ACTIVITY:
Give the lines again, unchanged, starting with the line containing "Indicate every instance of the white ball" and ending with the last line of the data below.

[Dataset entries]
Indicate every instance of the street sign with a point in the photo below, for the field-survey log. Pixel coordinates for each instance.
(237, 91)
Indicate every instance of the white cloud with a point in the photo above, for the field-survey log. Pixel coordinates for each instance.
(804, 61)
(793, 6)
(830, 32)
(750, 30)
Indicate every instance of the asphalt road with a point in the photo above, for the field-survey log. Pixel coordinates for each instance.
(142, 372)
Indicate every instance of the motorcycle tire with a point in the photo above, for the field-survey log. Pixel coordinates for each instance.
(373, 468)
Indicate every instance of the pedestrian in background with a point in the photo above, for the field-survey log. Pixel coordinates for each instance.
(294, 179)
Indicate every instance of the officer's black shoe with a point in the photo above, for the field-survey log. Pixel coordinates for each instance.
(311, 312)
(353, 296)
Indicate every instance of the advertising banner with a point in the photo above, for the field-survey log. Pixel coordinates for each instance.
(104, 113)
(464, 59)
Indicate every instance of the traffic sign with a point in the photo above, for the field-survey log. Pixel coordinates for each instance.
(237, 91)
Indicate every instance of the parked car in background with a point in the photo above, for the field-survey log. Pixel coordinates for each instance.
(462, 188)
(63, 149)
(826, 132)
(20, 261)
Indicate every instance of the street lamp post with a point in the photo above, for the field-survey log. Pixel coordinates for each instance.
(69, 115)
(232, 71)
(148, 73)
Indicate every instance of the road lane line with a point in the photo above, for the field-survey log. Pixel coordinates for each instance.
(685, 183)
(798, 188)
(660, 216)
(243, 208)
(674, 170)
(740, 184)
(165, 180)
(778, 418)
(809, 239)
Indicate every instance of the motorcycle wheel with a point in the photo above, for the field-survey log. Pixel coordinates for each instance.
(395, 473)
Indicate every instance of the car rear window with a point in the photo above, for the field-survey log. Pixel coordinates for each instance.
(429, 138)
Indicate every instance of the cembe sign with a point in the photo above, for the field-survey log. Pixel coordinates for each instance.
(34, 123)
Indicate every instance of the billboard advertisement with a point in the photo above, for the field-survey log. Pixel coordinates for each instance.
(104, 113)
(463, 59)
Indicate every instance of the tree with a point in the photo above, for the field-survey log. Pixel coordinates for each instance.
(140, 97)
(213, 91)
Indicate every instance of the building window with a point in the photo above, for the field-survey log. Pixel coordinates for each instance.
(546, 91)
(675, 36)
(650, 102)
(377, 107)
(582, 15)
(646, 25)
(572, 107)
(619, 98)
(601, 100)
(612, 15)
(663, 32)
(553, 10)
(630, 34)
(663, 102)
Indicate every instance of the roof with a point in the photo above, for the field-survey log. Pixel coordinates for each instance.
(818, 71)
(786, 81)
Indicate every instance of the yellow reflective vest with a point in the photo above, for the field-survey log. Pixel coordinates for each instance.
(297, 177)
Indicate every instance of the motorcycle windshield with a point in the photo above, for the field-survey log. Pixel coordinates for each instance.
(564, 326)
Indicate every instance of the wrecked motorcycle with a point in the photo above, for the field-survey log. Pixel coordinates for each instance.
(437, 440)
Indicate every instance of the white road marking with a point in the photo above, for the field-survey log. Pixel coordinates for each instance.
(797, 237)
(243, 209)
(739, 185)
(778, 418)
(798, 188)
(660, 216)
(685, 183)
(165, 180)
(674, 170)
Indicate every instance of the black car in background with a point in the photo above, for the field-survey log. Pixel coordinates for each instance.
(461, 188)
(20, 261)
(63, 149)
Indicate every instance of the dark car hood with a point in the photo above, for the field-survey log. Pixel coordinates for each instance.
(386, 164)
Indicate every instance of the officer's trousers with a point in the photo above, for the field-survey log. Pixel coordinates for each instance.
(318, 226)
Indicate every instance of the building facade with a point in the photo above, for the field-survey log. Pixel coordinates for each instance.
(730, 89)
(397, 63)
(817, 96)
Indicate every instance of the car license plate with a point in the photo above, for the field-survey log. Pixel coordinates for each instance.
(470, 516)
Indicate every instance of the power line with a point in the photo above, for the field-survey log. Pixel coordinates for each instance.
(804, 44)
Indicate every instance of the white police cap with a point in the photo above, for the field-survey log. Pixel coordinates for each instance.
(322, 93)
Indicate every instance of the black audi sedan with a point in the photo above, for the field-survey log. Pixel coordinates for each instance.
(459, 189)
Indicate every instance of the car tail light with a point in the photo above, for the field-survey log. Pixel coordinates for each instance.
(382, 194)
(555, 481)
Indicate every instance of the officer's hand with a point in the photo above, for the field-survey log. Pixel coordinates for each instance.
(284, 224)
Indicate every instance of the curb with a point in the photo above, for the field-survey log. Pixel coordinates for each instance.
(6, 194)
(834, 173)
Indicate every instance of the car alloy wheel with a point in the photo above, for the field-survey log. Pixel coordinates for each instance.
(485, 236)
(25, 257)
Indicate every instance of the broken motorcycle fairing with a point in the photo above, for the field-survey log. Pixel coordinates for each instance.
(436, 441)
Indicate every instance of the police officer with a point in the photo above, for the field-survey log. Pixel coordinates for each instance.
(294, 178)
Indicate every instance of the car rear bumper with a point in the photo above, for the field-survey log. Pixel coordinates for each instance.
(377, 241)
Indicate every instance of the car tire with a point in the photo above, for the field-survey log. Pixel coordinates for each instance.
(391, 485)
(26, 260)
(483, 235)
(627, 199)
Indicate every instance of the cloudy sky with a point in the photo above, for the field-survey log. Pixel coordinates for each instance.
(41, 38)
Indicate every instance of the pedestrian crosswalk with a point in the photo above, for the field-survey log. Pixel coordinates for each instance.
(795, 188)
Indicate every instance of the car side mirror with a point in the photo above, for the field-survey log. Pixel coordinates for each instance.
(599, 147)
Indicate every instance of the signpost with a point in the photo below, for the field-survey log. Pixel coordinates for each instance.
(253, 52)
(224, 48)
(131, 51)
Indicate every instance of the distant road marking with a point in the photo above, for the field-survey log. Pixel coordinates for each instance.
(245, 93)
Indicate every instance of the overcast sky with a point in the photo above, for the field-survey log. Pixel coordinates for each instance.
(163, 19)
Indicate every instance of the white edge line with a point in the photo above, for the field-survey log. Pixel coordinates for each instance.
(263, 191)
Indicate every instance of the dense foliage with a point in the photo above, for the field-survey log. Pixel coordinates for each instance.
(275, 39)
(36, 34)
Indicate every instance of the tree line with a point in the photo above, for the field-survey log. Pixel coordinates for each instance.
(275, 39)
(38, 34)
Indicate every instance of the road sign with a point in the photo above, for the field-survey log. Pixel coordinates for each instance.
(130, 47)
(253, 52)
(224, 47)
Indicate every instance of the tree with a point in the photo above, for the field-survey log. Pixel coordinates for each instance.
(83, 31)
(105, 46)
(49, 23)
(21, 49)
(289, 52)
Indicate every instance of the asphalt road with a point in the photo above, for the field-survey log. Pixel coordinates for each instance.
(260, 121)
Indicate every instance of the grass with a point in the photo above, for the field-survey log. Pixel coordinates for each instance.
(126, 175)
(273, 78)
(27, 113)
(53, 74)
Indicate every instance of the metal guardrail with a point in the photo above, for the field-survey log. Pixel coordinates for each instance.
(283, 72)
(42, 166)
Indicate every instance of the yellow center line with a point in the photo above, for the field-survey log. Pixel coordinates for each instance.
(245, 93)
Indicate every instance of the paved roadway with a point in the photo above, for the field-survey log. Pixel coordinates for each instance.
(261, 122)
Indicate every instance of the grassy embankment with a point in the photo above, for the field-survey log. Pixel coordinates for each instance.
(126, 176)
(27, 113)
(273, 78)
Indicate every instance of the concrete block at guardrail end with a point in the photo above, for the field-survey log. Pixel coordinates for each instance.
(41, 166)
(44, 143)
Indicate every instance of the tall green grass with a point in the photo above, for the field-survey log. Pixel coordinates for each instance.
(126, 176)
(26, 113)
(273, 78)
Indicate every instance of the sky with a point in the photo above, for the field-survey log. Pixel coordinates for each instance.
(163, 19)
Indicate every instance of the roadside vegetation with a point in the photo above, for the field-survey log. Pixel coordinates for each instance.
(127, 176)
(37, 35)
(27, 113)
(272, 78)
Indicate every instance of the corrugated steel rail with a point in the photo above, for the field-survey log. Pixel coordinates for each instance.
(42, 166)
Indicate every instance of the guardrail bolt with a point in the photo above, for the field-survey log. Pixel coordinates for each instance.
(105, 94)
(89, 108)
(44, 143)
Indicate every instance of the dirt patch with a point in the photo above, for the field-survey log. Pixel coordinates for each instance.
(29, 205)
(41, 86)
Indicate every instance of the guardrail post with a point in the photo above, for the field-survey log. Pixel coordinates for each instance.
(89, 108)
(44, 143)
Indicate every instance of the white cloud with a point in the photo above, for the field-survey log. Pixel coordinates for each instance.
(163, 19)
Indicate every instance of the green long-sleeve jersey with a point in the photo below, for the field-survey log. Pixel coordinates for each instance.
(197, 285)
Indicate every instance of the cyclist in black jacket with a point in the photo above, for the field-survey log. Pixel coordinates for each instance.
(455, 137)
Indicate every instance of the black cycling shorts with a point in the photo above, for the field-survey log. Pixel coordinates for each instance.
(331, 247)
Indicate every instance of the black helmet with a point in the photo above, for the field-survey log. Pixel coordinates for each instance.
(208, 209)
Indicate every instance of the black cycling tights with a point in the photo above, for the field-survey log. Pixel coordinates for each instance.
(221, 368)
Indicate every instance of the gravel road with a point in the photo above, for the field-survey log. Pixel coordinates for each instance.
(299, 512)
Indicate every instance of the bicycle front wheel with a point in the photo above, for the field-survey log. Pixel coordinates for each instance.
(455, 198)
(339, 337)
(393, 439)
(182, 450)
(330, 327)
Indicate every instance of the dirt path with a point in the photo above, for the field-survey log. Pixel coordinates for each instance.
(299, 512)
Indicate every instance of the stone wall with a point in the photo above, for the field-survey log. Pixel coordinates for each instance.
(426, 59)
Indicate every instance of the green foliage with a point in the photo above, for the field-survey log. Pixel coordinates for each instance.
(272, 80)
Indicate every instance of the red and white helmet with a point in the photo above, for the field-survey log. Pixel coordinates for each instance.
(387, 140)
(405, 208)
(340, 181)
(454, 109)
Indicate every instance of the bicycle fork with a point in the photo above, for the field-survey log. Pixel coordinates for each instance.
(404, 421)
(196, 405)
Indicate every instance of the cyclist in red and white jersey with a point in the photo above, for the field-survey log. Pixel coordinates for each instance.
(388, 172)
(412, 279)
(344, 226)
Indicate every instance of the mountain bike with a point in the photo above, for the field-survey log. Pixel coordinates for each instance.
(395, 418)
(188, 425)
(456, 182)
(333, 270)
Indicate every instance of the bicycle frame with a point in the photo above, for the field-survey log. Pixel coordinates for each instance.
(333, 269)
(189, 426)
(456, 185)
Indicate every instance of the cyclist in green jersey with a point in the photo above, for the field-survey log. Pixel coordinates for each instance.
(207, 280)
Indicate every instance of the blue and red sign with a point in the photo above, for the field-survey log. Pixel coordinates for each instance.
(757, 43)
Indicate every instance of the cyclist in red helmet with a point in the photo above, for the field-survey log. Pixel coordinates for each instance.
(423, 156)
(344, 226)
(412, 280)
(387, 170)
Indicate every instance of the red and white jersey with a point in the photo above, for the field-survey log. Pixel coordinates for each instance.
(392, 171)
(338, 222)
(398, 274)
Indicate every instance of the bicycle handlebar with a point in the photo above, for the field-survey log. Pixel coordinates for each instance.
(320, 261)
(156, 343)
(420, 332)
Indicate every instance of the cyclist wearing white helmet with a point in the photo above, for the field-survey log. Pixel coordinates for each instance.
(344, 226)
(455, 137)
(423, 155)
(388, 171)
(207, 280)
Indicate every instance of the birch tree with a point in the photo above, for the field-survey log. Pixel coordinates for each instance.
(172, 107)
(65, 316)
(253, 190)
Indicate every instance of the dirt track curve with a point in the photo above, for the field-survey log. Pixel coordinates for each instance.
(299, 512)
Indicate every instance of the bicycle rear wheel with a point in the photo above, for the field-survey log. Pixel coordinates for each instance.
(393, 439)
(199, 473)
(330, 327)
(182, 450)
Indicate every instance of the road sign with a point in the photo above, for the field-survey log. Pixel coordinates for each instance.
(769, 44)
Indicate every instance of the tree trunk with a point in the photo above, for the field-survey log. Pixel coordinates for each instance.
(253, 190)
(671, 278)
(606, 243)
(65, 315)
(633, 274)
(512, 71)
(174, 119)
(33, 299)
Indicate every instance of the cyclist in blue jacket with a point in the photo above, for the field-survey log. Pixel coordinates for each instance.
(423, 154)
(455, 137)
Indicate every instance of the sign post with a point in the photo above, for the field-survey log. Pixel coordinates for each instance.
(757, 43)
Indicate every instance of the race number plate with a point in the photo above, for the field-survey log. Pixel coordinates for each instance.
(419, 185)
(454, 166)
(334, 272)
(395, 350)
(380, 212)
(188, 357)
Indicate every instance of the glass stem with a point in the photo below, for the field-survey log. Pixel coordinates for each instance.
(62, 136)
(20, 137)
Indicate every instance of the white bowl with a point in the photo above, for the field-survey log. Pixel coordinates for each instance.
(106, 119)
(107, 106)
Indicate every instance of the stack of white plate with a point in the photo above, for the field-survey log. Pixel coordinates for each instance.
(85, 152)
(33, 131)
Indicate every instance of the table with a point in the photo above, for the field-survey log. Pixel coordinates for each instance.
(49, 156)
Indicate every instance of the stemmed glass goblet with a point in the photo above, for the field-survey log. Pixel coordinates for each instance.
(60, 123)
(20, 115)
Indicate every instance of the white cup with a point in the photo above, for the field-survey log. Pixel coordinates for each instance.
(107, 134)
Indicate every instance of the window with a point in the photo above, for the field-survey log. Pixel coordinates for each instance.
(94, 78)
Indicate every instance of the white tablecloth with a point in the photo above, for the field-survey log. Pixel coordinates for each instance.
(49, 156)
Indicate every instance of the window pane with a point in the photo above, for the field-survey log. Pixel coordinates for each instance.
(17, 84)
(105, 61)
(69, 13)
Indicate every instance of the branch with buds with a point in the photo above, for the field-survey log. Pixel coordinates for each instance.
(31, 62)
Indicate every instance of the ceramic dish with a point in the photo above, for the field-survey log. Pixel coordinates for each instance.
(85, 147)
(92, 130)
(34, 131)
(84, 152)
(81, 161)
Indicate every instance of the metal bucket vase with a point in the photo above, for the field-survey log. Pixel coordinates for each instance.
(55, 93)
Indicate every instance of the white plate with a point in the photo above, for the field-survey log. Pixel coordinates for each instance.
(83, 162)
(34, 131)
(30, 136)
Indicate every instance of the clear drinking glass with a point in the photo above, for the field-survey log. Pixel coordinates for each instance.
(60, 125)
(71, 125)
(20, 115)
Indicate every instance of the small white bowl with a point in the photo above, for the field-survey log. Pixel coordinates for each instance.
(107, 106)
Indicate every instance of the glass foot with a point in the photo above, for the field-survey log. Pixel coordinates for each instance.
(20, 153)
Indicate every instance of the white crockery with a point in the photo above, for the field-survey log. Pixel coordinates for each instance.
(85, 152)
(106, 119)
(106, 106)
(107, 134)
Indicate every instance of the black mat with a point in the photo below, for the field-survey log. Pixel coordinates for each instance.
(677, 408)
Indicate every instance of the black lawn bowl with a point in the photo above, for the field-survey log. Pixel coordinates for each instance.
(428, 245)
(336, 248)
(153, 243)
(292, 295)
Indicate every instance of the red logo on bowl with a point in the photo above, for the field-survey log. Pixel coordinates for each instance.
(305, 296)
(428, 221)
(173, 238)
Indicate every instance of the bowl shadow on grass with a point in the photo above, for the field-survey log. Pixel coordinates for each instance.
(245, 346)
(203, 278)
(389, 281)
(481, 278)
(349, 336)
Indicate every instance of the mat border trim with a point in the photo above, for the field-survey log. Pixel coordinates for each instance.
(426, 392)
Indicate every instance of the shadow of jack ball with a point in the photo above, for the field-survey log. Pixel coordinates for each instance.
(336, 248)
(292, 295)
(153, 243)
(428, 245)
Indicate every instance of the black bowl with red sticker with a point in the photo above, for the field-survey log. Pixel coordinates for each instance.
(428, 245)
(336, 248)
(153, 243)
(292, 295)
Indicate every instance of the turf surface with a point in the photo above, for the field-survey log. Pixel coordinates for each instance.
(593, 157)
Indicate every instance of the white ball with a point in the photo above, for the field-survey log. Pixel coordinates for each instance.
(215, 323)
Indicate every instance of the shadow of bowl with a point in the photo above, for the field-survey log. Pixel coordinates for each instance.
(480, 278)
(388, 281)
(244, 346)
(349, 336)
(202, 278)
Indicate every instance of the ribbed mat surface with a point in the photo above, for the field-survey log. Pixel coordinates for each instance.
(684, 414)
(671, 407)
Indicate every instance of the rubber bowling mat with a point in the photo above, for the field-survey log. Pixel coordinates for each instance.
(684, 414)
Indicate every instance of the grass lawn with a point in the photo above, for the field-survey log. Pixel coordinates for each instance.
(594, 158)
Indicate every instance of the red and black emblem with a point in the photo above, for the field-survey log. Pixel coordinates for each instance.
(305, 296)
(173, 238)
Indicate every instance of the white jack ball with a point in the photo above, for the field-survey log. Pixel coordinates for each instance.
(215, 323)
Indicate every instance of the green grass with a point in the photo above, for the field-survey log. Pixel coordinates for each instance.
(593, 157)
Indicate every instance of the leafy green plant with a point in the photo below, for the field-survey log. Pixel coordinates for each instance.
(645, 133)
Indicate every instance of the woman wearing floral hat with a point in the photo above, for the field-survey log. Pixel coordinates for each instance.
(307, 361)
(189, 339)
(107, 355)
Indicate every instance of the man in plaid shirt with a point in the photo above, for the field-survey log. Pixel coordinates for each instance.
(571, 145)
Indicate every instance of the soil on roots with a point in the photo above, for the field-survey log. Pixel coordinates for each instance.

TASK SOLUTION:
Indicate every instance of the white ball with a point in the photo above, for the field-survey log. Pixel coordinates for each instance.
(215, 323)
Indicate every instance of the shadow of bowl with a point in the photo above, for the field-survey log. Pixel coordinates for each instance.
(480, 278)
(388, 281)
(244, 346)
(349, 336)
(202, 278)
Indicate every instance of the ribbed mat surface with a point in the photo above, for the field-survey log. Pixel coordinates for each instance.
(684, 414)
(671, 407)
Indicate every instance of the rubber bowling mat with a point in the photo above, for the field-survey log. Pixel coordinates for each instance.
(684, 414)
Indicate every instance of the grass lawn with a point in the photo above, for the field-survey log. Pixel coordinates for each instance.
(594, 158)
Indicate every instance of the red and black emblem with a point in the photo above, for the field-survey log. Pixel coordinates for each instance.
(305, 296)
(173, 238)
Indicate every instance of the white jack ball with a point in the photo above, for the field-survey log. Pixel coordinates for each instance.
(215, 323)
Indicate every instance of the green grass with a point in the photo above, for the field-survey log. Pixel coordinates for each instance.
(593, 157)
Indicate every instance of the leafy green plant with a point in the photo below, for the field-survey log. Pixel coordinates for each instance.
(645, 133)
Indicate every instance of the woman wearing floral hat with a point in the photo above, for the field-survey log. Pixel coordinates for each instance.
(307, 361)
(189, 339)
(107, 355)
Indicate every instance of the man in plaid shirt with a point in the photo above, for the field-survey log. Pixel coordinates for each instance.
(571, 145)
Indicate every instance of the soil on roots with a point in the photo above, for the field-survey log. Pixel coordinates for each instance.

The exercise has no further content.